*** Input records

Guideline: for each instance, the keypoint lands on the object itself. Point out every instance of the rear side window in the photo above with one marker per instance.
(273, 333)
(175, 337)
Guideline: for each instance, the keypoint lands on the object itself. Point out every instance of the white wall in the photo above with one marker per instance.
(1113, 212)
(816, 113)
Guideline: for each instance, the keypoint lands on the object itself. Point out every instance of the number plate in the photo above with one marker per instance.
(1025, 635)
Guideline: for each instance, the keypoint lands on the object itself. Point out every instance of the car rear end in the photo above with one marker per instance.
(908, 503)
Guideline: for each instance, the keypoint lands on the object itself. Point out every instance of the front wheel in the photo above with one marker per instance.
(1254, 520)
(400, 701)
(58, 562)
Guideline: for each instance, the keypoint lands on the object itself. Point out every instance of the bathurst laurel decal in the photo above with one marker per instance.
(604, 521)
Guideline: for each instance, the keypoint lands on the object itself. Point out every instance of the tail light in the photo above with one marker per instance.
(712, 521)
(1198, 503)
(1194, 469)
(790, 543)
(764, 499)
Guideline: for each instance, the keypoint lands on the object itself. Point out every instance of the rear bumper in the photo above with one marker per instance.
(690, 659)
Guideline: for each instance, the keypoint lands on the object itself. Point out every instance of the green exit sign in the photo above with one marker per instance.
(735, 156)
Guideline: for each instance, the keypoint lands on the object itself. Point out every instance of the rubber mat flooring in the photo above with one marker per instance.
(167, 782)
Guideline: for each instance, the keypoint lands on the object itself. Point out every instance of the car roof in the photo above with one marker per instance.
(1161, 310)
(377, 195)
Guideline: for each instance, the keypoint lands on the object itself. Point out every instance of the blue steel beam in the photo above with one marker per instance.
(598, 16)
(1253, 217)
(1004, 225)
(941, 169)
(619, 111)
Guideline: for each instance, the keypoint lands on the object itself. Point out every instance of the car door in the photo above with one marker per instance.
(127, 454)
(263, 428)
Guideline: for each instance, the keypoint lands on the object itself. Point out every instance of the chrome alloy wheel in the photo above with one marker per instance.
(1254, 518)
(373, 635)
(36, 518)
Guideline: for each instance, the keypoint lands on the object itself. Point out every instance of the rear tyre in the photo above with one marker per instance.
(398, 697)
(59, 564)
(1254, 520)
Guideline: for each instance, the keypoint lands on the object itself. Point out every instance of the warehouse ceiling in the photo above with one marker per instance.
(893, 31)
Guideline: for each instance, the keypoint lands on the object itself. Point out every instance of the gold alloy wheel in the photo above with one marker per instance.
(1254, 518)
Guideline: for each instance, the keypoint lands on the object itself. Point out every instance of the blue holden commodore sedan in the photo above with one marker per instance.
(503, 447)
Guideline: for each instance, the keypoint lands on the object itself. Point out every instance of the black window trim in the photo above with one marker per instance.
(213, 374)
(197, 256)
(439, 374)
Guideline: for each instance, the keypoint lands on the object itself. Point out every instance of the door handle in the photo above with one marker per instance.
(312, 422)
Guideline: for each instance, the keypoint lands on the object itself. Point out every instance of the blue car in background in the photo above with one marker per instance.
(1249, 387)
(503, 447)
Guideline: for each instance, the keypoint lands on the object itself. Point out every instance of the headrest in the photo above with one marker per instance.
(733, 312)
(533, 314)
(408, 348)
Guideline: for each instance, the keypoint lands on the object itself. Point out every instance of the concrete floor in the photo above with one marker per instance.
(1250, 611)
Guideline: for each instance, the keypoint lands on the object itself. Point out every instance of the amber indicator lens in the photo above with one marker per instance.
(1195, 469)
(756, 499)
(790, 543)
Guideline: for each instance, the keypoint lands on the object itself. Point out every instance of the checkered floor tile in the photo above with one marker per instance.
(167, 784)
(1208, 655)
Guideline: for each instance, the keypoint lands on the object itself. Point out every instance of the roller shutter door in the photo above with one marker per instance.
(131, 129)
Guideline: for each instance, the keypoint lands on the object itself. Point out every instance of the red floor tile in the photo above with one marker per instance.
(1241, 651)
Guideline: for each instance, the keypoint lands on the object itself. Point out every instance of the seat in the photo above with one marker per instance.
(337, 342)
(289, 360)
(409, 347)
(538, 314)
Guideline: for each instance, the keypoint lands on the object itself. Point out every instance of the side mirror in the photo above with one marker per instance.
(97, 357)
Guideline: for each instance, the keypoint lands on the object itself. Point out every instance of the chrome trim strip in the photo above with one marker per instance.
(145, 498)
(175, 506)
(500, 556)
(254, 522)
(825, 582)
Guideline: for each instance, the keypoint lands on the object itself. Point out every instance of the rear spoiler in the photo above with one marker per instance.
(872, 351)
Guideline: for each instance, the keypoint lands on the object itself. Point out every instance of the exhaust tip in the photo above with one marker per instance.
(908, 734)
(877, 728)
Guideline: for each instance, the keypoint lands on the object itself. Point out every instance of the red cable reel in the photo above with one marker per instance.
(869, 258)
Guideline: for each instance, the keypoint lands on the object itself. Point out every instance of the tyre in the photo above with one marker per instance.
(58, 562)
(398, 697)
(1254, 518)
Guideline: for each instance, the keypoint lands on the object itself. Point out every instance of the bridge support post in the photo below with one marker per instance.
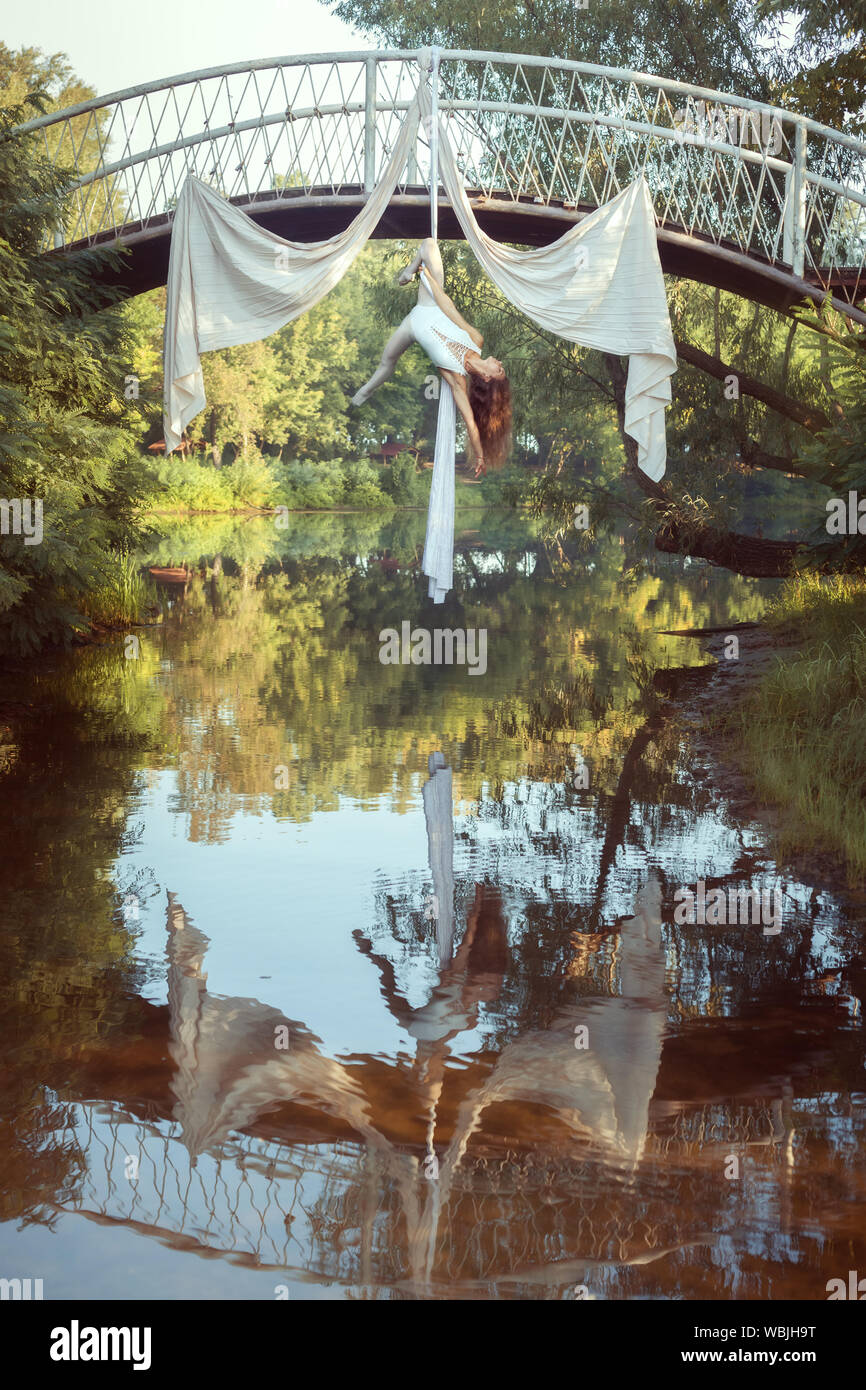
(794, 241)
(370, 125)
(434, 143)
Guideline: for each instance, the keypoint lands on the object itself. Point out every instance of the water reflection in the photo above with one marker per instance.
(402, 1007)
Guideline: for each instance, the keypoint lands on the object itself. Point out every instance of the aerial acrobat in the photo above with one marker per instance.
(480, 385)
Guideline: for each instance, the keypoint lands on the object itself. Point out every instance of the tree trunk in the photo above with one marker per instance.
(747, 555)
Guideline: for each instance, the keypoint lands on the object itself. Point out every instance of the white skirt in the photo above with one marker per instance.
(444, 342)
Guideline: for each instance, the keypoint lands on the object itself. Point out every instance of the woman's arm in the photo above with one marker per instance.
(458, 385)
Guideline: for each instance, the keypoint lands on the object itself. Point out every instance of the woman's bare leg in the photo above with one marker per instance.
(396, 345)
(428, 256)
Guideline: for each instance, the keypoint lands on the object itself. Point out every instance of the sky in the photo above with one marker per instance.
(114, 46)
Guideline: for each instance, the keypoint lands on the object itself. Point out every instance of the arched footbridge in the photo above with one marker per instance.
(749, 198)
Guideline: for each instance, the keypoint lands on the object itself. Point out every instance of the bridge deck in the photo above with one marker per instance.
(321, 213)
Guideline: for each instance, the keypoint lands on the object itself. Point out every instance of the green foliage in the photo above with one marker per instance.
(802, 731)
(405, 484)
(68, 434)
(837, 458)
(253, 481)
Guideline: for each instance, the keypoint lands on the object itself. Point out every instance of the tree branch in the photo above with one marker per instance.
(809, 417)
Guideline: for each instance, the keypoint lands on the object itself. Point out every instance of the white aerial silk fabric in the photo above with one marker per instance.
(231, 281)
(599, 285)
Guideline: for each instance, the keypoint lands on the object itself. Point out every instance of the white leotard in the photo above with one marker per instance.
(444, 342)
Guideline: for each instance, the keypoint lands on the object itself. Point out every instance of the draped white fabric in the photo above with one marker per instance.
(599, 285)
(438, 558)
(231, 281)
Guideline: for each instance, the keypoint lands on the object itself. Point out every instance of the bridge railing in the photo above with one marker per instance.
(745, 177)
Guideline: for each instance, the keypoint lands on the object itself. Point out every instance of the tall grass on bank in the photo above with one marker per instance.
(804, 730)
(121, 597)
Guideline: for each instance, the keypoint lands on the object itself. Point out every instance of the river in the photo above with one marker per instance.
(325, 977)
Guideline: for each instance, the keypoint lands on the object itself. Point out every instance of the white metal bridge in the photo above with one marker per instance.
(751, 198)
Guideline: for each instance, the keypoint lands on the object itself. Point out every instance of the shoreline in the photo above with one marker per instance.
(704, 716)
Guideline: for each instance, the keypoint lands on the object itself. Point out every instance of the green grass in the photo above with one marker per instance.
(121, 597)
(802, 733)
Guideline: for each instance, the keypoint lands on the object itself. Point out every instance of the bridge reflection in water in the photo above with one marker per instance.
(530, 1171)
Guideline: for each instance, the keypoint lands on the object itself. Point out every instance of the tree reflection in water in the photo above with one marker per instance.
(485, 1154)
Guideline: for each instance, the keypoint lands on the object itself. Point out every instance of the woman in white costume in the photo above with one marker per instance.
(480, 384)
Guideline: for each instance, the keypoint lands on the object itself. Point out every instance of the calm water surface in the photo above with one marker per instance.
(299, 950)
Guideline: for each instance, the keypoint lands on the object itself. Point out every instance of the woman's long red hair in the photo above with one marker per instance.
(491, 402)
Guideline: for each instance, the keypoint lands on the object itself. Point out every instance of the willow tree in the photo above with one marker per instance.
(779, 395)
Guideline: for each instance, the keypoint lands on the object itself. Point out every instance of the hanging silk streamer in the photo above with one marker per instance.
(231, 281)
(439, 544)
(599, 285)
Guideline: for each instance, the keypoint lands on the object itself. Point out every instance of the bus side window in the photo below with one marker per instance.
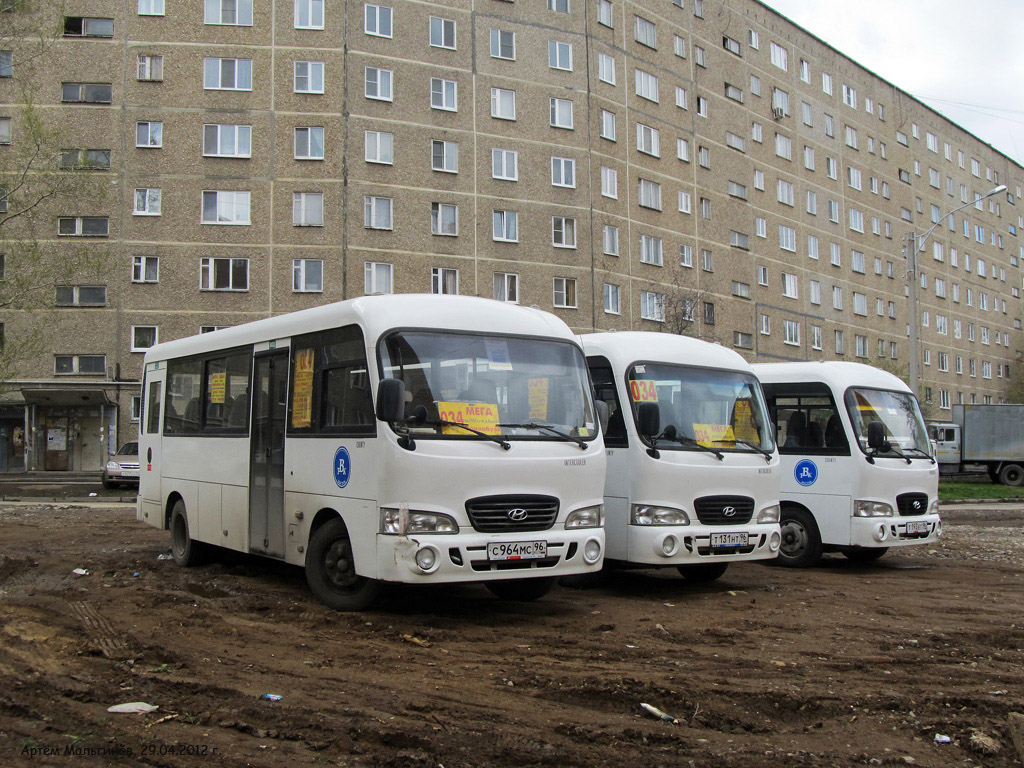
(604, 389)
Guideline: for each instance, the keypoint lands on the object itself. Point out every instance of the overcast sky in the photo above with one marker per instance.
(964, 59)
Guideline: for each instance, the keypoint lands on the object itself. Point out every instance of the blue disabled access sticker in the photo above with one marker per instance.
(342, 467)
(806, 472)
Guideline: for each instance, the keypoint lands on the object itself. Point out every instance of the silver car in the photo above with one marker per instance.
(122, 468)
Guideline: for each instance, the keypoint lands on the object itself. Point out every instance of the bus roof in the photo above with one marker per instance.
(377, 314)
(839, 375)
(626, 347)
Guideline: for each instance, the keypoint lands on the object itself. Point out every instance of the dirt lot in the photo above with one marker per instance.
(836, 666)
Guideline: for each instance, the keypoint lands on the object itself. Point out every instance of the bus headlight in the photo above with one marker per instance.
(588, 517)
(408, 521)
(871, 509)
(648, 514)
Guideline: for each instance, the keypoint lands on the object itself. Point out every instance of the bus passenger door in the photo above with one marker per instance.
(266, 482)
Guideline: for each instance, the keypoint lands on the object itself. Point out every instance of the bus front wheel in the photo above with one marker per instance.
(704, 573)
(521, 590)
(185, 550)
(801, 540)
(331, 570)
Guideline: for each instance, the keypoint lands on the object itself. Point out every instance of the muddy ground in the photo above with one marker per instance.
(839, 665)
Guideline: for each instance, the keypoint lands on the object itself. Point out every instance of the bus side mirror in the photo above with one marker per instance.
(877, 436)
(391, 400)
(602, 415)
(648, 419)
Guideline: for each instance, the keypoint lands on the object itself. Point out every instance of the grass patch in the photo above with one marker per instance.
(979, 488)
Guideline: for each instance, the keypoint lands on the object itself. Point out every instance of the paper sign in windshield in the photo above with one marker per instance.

******

Required work » Please extract exactly, and only, the lines from the line containing "the bus passenger" through the last line of the records.

Response below »
Guideline: for each instance, the keypoint lands on the object itself. Point out every instance of the bus passenger door in the photo above with one marker per instance.
(266, 482)
Guideline: for each instance, the keypoint lands on the object itself. Point out every instance of the bus front wheel in the photo above with one marker per instance.
(704, 573)
(521, 590)
(185, 550)
(801, 540)
(331, 570)
Guideline: for each instance, the keypoint lands on the object itself. Point out every instance of the muddy ground in the photo above with one marker per instance.
(839, 665)
Guideline: for each instance, the keypoint lands on the object itself. Point out every instance of the bus side mirror in the photo above with one marker per instance.
(877, 436)
(391, 400)
(602, 415)
(648, 419)
Guideline: for each instance, the keypoint lands on the object itself. Point out every instance of the grass patch in the photo above with one marker per instance.
(979, 488)
Guideline: for each instance, the keypoint lands on the object itself. Point out every instance of the paper sign in windshield in the photo above with one marker per instance.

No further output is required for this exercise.